_Directions_
Give back exactly the lines from the one containing "striation in the photo above." through the end of the records, including both, and no others.

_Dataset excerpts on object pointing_

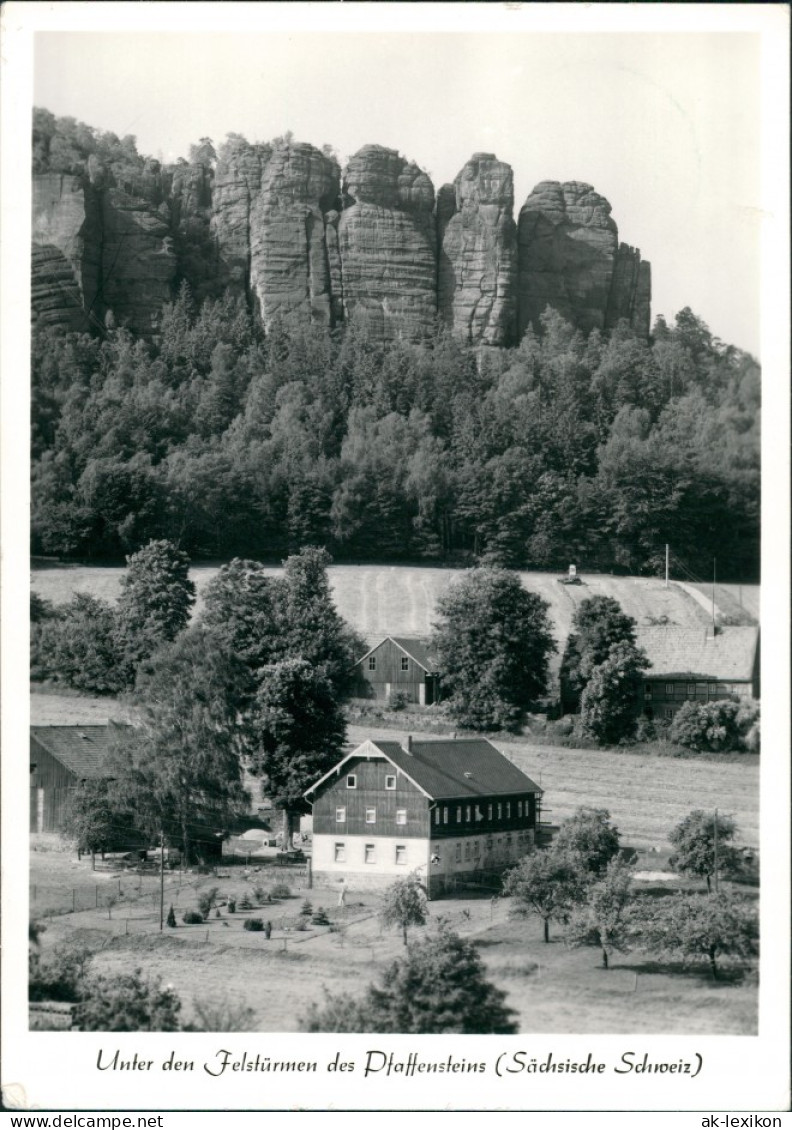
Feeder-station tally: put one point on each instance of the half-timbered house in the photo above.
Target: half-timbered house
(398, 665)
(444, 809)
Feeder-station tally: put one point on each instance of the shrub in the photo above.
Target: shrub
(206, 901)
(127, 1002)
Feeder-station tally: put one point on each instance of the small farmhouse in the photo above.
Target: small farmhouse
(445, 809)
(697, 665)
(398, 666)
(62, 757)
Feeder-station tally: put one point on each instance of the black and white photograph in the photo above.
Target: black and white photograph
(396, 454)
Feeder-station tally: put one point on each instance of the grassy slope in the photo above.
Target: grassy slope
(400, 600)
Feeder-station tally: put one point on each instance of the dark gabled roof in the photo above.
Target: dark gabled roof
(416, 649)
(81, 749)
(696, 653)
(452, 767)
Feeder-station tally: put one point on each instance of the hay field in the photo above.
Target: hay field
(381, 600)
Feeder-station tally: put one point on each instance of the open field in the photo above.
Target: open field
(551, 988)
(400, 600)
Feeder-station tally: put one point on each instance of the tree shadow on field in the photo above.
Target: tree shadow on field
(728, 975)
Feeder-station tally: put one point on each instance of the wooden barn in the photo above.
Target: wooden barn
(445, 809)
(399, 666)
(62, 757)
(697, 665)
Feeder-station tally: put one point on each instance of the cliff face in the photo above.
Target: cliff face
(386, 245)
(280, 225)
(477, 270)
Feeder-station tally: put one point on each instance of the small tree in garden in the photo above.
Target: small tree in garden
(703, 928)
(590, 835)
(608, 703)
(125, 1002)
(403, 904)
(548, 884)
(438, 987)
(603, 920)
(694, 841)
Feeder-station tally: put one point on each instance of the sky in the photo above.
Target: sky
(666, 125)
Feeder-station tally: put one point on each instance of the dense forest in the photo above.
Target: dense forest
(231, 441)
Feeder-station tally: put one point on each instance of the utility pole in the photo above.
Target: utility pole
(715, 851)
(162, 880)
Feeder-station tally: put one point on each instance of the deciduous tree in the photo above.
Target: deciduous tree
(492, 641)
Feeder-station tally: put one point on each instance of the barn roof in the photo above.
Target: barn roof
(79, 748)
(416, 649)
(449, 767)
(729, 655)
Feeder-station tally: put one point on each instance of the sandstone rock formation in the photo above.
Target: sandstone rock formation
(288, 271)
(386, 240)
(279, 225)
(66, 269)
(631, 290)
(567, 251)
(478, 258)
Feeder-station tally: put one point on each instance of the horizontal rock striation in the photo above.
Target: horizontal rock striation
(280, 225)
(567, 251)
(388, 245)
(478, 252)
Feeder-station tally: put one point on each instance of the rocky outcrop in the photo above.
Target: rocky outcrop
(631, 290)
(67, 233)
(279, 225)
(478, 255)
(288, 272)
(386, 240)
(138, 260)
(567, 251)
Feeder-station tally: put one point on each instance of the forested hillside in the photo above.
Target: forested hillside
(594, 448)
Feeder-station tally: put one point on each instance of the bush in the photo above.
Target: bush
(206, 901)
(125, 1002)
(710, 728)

_In response_
Feeder-station tally: put one point on each instance of the horizontal rock striation in the photo above.
Target: horizontal rock striation
(280, 225)
(567, 251)
(388, 245)
(478, 252)
Feeder-station tally: put one point on each instance of the rocky outcrop in the photo above.
Target: rocky outcrop
(631, 290)
(67, 233)
(279, 225)
(478, 255)
(288, 272)
(386, 240)
(138, 260)
(567, 251)
Feeder-station tally: put one point on each instance of the forested hillside in the photo above.
Target: forested hillside
(594, 448)
Feeder-station tally: put one point on each instance of the bush in the photo above.
Target: bush
(206, 901)
(125, 1002)
(710, 728)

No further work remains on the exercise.